| Task requirements |
Rewrite the records from the line with "Q: Pinpoint the half-timbered" up to and including the line with "[[189, 114, 335, 240]]", putting "timber-framed" in place of "half-timbered" and leaving everything else unchanged.

| Task data |
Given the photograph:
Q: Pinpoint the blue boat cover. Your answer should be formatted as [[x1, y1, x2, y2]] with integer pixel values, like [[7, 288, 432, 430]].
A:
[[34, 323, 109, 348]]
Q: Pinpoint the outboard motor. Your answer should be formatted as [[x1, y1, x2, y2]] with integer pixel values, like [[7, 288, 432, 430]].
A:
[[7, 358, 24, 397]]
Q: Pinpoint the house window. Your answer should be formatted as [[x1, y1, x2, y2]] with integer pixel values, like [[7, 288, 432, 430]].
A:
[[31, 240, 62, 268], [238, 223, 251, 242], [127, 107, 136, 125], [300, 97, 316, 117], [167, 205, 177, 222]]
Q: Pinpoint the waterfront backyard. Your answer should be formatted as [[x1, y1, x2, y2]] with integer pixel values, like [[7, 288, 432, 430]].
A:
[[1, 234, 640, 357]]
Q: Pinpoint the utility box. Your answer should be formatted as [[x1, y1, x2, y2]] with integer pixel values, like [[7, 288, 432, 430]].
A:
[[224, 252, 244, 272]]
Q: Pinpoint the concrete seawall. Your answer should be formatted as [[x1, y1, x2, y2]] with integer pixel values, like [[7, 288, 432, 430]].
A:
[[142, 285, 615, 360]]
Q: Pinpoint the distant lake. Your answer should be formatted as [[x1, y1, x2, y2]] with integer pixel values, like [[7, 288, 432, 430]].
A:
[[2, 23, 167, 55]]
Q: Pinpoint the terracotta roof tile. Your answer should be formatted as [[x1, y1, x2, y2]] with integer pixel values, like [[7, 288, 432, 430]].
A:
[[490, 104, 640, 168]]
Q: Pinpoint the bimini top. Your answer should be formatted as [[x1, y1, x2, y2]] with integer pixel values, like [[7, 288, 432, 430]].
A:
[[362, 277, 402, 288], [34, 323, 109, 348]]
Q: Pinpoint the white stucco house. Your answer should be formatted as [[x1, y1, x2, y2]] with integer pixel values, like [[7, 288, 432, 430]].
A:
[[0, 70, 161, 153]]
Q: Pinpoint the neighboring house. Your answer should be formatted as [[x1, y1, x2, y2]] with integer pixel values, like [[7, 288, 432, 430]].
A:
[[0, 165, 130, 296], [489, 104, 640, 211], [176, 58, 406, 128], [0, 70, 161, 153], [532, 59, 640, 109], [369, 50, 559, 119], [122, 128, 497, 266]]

--

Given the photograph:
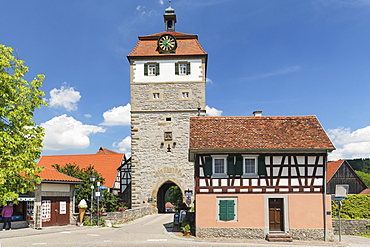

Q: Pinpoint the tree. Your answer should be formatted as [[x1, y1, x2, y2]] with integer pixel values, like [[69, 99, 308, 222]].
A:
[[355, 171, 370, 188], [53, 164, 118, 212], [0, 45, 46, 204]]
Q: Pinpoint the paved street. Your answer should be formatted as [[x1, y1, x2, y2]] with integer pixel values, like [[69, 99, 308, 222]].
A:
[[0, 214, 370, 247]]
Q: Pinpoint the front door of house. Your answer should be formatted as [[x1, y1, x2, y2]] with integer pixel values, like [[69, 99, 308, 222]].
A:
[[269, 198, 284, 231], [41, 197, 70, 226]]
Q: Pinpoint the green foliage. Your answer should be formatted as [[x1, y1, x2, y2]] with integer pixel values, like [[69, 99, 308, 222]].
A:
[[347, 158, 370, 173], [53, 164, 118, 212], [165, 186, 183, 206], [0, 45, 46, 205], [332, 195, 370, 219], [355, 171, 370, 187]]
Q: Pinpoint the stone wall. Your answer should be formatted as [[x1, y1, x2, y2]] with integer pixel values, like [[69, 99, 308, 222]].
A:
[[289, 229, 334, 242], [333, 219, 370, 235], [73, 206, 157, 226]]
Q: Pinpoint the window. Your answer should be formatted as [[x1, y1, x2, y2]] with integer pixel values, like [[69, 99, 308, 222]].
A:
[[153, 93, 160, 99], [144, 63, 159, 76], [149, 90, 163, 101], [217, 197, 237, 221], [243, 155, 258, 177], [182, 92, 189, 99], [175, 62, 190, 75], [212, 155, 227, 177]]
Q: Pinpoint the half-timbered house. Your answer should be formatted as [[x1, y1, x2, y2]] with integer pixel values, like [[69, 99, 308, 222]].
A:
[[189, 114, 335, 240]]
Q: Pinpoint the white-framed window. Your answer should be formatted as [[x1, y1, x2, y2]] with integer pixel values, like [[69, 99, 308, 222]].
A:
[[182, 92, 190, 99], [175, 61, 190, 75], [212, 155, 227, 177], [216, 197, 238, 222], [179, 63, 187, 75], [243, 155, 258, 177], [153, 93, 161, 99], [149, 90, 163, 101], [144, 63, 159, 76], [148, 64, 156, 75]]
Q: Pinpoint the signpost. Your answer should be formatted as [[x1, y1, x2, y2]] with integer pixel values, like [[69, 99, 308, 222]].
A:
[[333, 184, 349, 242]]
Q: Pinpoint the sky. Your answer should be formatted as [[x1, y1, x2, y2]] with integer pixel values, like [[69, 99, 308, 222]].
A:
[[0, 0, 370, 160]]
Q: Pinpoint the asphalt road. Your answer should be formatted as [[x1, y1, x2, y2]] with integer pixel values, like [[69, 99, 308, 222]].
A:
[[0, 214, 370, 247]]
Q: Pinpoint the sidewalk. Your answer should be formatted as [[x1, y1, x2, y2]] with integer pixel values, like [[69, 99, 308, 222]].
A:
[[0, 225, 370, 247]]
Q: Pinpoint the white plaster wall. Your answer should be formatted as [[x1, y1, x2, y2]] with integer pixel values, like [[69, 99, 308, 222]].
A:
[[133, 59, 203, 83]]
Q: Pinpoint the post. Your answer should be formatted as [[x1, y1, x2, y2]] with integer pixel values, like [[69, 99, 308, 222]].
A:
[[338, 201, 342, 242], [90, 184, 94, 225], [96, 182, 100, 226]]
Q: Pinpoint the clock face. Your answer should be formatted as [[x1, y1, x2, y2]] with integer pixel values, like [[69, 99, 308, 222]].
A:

| The response |
Q: Pinpoint the timber-framed house. Your answer should be formatted as [[x1, y1, x2, y2]] with integer pixel values, like [[69, 99, 308, 222]].
A:
[[189, 114, 335, 240]]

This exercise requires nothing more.